- **Work task**:
Write the next few sentences of the National Childbirth Trust archive description, starting right after its last sentence.

- **Passage shown**:
Content starts

This collection includes a mixture of catalogued and uncatalogued materials. Uncatalogued materials are described under the "Accruals" section.

The archive consists of records of the National Childbirth Trust (NCT) from the organisation's foundation in 1956 up to 2014, although the bulk of the archive dates from the 1960s to the 1990s. It includes core records of the charity, including constitutional and administrative records, board papers, Council and Executive Committee minutes and papers; as well as records relating to NCT courses, including records concerning teacher training and education; papers concerning conferences and events organised by NCT; publications, including NCT newsletters, magazines and information sheets; press cuttings and articles; NCT campaign and research records; papers of NCT members, and other related papers concerning the activities of the organisation. The archive also includes audiovisual material, including recordings of conference proceedings, interviews and lectures, educational and birthing videos. A selection of films from the collection have been digitised and are available for viewing online.



Physical description

275 boxes; 2 oversize boxes, 44 digital items 2.40 GB (2585919816 bytes) Uncatalogued: 30 boxes; 1 USB flash drive


The collection is arranged in sections A-Q as follows:

A: Administrative and organisational

B: Correspondence and members' papers

C: Core committee minutes and papers

D: Specialist committees and working groups

E: Policy Research

F: Regions

G: Teaching and education

H: Conferences and events

J: NCT publications

K: Library and information service

L: Publicity and Fundraising

M: Press and media

N: Audio visual

P: Photographs and slides

Q: NCT Sales Ltd

Acquisition note

The bulk of the NCT archive was transferred on 08/10/2014 as acc 2121. 47 boxes were transferred on 10/10/2014 as acc 2122. A further 16 boxes were transferred on 17/12/2014 (acc 2142), comprising 14 boxes of Policy Research subject files, ordered alphabetically according to subject. 7 boxes were transferred on 21/05/2015, forming acc 2183, consisting of additional records from the NCT, mostly originating from the Policy Research department, including reports, questionnaires, training documents, project papers, publications, conference documents, annual returns, and other correspondence and papers relating to the activities of the Policy Research department. Also includes Mary Newburn conference papers 2003-2014, and branch newsletters.

Content ends

- **Source data**:
Content starts

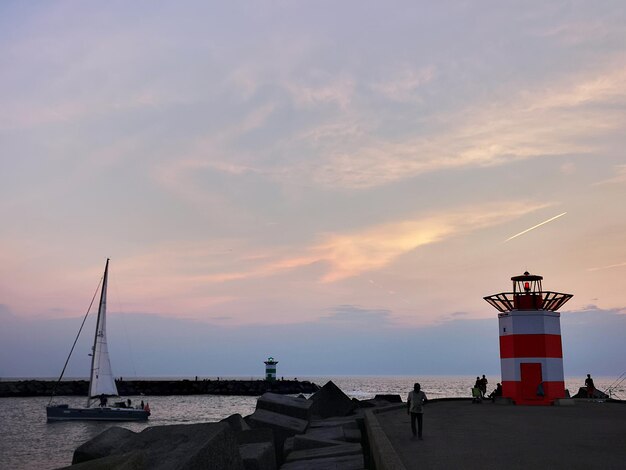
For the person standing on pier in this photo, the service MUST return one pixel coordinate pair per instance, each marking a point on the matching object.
(591, 388)
(415, 407)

Content ends

- **Result for this task**:
Biographical note

The Natural Childbirth Association (later National Childbirth Trust, NCT) was established to help expectant mothers and new parents prepare mentally and physically for childbirth through education, support and information. NCT is a UK-based charity for new parents, providing information and practical and emotional support on parenthood, maternity and childbirth through its National network of local branches, antenatal and postnatal classes, breastfeeding counselling and peer support schemes, and helpline.

NCT also campaigns and lobbies for improved maternity services, focusing on the woman's right to choice and control in childbirth. The group also promotes greater understanding in the care and treatment of expectant mothers before, during, and after childbirth, and increased cooperation with health workers and maternity staff to ensure high standards in antenatal care and education.

NCT was established in 1956 following an advertisement placed in the personal columns of The Times by Prunella Briance. The advertisement called for the establishment of a Natural Childbirth Association to promote the Dick-Read system of natural childbirth, providing support and information to parents in pregnancy, childbirth and early parenthood.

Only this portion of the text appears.